DIRECTIVE: Copy the lines below word for word, from the first one up to and including the line with "top-left (1078, 329), bottom-right", and stop there.

======== DATA SECTION ========

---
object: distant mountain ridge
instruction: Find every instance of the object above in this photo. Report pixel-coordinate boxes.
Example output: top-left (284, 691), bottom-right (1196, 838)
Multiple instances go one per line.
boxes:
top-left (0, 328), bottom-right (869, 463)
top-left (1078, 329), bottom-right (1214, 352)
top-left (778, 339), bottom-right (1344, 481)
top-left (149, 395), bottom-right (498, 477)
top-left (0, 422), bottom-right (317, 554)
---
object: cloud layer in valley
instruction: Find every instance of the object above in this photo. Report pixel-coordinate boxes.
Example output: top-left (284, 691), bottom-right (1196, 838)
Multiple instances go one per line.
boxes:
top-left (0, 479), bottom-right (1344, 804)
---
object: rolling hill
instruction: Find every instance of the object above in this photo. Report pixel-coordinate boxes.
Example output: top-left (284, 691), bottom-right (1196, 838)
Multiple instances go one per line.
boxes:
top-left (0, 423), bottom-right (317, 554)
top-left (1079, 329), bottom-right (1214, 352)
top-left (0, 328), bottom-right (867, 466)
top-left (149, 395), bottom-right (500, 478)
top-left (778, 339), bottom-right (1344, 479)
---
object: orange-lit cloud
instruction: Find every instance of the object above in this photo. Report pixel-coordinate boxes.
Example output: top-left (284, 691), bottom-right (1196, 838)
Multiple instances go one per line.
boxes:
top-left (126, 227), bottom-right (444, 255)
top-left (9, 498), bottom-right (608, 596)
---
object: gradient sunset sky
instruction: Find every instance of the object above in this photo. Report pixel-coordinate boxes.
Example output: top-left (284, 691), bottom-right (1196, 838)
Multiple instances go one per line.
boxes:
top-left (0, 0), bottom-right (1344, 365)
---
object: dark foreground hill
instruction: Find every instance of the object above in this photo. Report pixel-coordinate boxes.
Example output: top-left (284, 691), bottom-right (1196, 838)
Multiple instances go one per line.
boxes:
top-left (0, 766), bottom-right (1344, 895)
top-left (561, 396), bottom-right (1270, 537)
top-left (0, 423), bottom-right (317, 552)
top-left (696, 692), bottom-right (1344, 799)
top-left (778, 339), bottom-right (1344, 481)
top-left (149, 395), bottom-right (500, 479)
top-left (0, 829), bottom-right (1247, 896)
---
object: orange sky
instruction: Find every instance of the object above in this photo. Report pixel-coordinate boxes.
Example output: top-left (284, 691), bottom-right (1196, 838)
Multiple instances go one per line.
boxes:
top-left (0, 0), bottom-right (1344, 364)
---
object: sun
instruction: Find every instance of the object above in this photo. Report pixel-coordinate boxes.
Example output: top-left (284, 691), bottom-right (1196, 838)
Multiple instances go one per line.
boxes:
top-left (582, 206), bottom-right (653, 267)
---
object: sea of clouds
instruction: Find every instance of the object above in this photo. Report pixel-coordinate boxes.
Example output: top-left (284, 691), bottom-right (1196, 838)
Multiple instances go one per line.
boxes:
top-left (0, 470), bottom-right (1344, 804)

========

TASK ANSWER:
---
object: distant mountain ridge
instruction: Find every instance of the object above in this photo. Report pixel-coordinate boxes.
Example output: top-left (284, 691), bottom-right (1196, 838)
Multiple instances go one per line.
boxes:
top-left (0, 328), bottom-right (869, 463)
top-left (1078, 329), bottom-right (1214, 352)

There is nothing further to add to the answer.